Cryptosporidium spp. infection drives distinct alterations in the faecal extracellular vesicles metaproteome of calves

Background

The gut is primarily responsible for digestion and nutrient absorption, plays essential roles in immune regulation and metabolic balance, and is supported by a diverse microbiome essential for digestion, absorption, and defence from pathogens. Understanding gut physiology and pathophysiology in pre-weaned calves is essential, as infections like cryptosporidiosis can lead to gut dysbiosis, impair growth, and negatively affect long-term productivity. Faeces are considered easily accessible biological specimens that can be used to monitor gastrointestinal disorders. The methods employed in this study aimed to investigate the potential use of faecal extracellular vesicles (fEVs) as a non-invasive tool for assessing gut health and infections in calves. Particularly, considering Cryptosporidiosis as a model for gut infectious disease.

Results

The analysis using a hybrid reference-based metaproteomic approach revealed that the proteomic profiles of fEVs significantly differed from that of faecal crude (FC) suspensions. Both sample types contained microbial and host proteins, which are important for maintaining gut defence and microbial homeostasis. However, Cryptosporidium spp. infection significantly shifted the fEV proteome, reducing both host and microbial proteins involved in gut defence. It also reduced proteins from microbes that are important for maintaining microbial homeostasis, while increasing stress-related proteins. Further, lyophilisation of fEVs significantly altered the protein profiles.

Conclusion

These findings underscore that fEVs contain host and microbial proteins that are a valuable resource for studying gut physiology, pathophysiology, host-microbe-pathogen interactions, and microbiome dynamics. Changes in the proteomic profile of fEVs during Cryptosporidium spp. infection demonstrates the pathogen’s ability to manipulate host immune defences and microbiome composition for its survival and replication. Overall, these findings support the utility of fEV proteomics as a non-invasive platform for biomarker discovery and advancing research in gastrointestinal health and disease in livestock.

[Supplied records]:

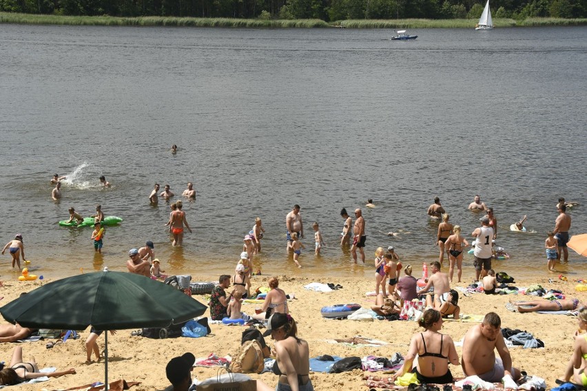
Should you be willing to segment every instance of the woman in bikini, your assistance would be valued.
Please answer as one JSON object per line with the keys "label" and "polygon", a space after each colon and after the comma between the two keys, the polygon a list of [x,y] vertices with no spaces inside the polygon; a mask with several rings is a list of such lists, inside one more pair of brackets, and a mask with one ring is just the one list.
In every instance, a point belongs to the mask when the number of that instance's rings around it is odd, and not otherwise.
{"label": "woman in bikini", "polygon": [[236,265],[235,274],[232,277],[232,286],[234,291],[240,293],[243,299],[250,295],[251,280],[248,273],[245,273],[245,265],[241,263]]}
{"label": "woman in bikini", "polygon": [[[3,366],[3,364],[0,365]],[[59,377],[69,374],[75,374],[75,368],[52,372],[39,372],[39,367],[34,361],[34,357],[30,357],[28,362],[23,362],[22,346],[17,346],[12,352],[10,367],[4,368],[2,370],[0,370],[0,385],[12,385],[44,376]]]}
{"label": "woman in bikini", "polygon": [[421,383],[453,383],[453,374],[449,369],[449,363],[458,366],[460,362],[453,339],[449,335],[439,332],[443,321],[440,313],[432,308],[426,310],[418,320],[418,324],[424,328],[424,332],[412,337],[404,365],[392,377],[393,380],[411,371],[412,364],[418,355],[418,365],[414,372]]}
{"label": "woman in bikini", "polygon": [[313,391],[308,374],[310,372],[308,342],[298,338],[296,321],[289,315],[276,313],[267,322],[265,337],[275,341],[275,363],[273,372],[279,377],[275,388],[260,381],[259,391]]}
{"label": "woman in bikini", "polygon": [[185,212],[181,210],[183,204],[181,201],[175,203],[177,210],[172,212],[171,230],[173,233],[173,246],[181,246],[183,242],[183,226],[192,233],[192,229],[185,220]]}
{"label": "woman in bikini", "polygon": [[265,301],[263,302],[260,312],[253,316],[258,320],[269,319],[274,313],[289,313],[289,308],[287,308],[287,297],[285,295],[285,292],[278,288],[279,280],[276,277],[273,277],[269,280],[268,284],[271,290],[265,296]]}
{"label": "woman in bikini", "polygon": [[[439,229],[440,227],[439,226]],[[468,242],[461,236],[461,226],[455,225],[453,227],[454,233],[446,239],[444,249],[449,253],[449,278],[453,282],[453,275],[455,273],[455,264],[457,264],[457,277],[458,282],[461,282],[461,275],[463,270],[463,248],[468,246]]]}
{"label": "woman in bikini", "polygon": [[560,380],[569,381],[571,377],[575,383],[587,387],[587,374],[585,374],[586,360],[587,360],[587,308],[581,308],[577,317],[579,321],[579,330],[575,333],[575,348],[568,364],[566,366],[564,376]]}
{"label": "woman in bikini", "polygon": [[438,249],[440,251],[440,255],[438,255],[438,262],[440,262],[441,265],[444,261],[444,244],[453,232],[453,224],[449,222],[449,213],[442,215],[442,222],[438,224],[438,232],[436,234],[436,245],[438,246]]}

---

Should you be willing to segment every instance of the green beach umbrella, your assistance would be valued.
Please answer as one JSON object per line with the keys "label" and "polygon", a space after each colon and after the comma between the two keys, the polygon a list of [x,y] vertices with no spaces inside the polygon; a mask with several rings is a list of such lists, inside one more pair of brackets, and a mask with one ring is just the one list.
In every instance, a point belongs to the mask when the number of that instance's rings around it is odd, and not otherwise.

---

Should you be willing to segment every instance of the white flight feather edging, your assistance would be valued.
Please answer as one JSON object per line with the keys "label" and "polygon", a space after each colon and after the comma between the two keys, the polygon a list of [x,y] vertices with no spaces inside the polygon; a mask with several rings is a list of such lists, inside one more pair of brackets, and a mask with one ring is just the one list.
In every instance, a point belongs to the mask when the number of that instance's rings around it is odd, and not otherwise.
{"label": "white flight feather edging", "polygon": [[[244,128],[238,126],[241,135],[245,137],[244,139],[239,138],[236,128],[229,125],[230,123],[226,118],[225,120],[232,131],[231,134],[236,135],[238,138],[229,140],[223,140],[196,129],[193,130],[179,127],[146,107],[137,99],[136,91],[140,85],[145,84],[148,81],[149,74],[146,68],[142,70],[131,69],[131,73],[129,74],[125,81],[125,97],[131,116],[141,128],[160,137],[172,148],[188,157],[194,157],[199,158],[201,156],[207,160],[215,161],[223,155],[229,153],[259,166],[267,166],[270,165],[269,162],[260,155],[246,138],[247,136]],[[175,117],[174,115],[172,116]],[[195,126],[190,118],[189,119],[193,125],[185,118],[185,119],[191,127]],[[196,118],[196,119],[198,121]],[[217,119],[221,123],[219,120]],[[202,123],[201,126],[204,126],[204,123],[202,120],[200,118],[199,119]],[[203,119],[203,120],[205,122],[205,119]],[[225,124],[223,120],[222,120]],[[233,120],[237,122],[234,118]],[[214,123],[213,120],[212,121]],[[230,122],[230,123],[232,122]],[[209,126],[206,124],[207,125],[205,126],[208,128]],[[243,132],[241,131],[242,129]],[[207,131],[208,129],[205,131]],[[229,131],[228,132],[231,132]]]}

[Complete the following]:
A. In the Cryptosporidium calf abstract, what are all the areas of study for which the Conclusion says fEVs are a valuable resource?
B. Write out the Cryptosporidium calf abstract word for word, from "The gut is primarily" down to "gut infectious disease.".

[Solutions to the problems]:
A.
- gut physiology
- pathophysiology
- host-microbe-pathogen interactions
- microbiome dynamics

B.
The gut is primarily responsible for digestion and nutrient absorption, plays essential roles in immune regulation and metabolic balance, and is supported by a diverse microbiome essential for digestion, absorption, and defence from pathogens. Understanding gut physiology and pathophysiology in pre-weaned calves is essential, as infections like cryptosporidiosis can lead to gut dysbiosis, impair growth, and negatively affect long-term productivity. Faeces are considered easily accessible biological specimens that can be used to monitor gastrointestinal disorders. The methods employed in this study aimed to investigate the potential use of faecal extracellular vesicles (fEVs) as a non-invasive tool for assessing gut health and infections in calves. Particularly, considering Cryptosporidiosis as a model for gut infectious disease.